[Records provided Boundary: Start]

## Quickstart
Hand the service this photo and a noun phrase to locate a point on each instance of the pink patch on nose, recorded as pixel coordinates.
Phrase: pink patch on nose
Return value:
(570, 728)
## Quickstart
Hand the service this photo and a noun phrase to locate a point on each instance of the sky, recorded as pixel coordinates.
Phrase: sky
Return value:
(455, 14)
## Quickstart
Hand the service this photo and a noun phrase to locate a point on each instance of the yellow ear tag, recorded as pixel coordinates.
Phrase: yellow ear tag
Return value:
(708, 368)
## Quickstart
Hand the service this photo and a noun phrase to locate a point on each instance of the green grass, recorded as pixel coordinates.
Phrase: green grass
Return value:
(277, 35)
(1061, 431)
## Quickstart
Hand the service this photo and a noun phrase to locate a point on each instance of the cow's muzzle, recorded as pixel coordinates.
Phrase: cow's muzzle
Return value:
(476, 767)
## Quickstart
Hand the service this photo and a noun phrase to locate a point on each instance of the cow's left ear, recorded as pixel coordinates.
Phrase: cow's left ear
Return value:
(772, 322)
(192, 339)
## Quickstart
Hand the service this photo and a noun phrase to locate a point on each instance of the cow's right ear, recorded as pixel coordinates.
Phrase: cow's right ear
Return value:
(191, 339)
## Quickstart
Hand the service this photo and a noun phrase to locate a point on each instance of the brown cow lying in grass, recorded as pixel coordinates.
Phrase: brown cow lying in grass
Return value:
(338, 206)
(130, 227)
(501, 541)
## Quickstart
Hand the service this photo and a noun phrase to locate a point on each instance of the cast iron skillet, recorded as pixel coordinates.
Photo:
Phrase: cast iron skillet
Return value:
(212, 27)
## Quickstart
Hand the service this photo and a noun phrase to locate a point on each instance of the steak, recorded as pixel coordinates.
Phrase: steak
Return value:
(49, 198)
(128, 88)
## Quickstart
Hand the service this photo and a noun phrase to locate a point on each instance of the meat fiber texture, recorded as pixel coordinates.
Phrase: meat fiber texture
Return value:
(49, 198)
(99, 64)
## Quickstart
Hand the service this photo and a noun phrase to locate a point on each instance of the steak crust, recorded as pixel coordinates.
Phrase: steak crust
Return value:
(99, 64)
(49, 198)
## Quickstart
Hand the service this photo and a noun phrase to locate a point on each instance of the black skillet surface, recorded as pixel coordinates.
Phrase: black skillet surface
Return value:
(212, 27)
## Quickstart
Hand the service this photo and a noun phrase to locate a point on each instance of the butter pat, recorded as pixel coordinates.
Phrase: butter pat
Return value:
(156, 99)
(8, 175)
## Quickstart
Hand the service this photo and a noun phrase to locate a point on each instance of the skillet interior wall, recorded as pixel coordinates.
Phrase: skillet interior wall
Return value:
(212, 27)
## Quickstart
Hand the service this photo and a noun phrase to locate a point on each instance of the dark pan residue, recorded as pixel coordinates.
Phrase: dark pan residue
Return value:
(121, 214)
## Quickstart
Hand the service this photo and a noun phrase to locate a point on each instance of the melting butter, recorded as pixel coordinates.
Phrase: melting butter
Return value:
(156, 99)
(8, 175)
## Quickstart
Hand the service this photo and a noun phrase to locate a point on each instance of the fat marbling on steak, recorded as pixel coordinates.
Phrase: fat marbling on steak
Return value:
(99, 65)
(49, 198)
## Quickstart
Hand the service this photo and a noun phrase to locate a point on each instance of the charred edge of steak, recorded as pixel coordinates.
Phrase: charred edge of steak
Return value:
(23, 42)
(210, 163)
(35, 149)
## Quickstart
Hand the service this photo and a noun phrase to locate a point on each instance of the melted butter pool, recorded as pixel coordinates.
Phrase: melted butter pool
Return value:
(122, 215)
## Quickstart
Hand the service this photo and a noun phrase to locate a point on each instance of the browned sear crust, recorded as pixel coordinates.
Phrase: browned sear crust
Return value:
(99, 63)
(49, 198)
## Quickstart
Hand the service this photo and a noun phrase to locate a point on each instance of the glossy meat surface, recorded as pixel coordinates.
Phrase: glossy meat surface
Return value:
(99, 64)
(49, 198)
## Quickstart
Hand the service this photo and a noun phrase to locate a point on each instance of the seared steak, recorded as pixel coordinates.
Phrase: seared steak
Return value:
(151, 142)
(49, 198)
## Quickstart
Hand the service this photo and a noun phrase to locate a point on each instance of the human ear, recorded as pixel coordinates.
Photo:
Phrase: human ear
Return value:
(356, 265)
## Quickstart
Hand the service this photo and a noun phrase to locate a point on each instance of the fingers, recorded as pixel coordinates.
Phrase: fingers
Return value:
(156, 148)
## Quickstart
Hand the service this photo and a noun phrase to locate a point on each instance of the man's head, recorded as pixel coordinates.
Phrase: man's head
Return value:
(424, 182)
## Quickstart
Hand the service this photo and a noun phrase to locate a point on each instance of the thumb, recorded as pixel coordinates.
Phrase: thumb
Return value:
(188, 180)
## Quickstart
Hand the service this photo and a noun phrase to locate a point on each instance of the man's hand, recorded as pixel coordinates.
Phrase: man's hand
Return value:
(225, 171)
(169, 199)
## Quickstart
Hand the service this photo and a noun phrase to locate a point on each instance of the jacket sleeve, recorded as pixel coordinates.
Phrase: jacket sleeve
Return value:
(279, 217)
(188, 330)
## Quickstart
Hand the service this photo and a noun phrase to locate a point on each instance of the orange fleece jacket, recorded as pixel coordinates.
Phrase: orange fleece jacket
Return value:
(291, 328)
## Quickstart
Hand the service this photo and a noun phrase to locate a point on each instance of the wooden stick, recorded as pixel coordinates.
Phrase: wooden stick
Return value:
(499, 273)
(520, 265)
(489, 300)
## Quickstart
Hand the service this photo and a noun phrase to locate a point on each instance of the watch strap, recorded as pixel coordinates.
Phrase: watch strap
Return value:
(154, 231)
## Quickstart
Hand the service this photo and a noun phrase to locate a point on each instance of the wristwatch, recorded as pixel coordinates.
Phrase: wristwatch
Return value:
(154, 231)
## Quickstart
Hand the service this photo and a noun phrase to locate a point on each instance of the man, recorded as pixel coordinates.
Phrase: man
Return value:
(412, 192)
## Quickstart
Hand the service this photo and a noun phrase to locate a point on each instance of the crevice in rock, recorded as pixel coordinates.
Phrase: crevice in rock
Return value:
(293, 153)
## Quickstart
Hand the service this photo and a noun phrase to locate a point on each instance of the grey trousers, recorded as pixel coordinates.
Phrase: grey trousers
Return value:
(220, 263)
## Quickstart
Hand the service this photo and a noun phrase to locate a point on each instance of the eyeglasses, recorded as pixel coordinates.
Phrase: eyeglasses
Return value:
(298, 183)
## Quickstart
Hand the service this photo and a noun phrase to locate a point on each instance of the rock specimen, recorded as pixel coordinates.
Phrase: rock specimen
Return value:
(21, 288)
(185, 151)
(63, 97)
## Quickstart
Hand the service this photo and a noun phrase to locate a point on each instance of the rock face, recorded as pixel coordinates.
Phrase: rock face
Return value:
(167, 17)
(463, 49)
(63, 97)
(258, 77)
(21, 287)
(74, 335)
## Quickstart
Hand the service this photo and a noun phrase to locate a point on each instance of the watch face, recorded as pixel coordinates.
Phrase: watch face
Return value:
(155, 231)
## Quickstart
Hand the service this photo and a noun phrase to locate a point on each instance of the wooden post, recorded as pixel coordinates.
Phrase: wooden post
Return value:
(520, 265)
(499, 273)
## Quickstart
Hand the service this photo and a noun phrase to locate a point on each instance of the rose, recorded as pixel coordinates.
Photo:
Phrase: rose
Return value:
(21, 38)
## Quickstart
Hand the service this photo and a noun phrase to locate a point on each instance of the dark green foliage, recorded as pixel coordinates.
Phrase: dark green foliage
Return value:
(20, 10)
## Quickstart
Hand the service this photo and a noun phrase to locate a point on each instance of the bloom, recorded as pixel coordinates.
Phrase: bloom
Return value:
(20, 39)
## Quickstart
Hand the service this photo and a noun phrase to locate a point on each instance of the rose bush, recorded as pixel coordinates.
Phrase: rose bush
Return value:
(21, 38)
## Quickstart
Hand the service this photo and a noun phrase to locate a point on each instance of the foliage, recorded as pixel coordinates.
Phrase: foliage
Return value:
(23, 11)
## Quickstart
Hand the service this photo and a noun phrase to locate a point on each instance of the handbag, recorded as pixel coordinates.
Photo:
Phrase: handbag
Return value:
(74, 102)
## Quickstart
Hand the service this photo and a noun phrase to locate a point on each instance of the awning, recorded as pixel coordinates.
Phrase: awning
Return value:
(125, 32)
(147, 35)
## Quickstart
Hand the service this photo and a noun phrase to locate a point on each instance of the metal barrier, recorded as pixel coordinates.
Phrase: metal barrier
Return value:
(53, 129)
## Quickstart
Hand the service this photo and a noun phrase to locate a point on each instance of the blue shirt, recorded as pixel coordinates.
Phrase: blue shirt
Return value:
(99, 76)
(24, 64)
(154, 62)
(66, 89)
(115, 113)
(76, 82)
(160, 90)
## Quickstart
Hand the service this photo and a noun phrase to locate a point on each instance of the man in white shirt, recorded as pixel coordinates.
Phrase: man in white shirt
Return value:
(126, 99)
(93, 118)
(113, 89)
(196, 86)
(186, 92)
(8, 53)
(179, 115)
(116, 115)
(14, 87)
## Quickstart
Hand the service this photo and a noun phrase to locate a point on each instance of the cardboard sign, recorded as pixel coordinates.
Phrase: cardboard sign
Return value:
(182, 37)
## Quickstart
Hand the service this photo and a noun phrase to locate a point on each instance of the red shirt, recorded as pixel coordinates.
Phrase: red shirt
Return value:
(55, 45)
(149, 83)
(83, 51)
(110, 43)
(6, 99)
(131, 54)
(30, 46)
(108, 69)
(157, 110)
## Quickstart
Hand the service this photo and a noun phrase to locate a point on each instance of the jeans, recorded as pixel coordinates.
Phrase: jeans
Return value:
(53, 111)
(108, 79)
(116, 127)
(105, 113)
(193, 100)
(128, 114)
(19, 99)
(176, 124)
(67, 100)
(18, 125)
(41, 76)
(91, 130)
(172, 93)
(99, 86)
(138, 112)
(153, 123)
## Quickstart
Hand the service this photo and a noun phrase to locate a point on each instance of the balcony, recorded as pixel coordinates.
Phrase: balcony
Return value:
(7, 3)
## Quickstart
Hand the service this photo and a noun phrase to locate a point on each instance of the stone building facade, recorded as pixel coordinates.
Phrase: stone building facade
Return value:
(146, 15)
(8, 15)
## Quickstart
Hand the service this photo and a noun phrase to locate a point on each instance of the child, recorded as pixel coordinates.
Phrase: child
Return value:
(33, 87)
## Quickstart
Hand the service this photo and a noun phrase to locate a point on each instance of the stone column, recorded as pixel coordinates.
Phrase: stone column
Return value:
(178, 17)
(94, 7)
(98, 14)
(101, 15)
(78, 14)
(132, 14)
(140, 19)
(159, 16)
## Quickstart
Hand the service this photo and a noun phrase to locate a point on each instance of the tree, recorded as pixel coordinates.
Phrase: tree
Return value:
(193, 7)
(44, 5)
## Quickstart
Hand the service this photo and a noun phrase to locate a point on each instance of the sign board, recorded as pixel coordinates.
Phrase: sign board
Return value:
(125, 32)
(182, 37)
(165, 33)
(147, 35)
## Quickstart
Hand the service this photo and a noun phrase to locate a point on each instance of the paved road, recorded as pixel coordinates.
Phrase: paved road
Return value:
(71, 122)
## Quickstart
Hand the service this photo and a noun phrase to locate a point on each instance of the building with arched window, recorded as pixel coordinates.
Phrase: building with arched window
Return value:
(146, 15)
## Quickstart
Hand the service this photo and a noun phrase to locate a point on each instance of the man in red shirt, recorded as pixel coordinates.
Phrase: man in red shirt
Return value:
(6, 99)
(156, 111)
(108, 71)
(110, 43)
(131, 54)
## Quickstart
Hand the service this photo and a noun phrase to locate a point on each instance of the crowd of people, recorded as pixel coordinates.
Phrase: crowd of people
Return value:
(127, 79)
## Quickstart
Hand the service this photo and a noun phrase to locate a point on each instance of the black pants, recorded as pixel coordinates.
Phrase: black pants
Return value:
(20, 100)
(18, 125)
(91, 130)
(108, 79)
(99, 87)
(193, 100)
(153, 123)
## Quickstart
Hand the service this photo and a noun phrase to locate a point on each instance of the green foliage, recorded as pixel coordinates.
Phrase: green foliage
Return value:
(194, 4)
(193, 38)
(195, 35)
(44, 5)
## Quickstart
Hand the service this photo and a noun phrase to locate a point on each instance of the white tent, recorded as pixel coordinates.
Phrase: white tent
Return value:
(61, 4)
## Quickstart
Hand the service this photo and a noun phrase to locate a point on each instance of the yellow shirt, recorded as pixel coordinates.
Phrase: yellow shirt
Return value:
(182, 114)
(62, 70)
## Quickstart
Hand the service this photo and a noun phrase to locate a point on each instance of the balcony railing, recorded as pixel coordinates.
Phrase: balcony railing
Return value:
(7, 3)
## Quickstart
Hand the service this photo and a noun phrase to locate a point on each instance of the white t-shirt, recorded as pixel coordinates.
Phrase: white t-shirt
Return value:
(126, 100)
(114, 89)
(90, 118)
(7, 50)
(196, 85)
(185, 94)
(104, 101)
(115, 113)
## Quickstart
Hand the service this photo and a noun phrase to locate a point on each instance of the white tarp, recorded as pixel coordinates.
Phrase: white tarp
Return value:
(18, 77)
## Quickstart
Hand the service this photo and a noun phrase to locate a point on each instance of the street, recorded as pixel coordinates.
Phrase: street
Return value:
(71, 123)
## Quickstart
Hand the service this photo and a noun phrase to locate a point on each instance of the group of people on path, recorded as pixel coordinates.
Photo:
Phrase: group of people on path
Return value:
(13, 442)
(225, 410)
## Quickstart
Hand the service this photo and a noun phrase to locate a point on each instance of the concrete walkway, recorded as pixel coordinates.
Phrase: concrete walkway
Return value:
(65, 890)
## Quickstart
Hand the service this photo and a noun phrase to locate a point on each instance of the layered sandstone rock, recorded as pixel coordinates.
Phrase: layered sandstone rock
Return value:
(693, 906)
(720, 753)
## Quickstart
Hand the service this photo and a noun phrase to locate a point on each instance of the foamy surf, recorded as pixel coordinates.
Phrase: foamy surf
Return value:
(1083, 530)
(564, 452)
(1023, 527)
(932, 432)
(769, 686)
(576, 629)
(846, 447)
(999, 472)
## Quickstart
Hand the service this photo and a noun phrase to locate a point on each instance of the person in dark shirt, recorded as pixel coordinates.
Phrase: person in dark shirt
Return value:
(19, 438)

[Records provided Boundary: End]

Task to complete:
The job here is to find each line above with the word "metal" and copy it.

Response to this task:
Hand the service this photo and a noun phrase to locate a point on each instance of the metal barrier, recorded as pixel coordinates.
Phrase: metal barrier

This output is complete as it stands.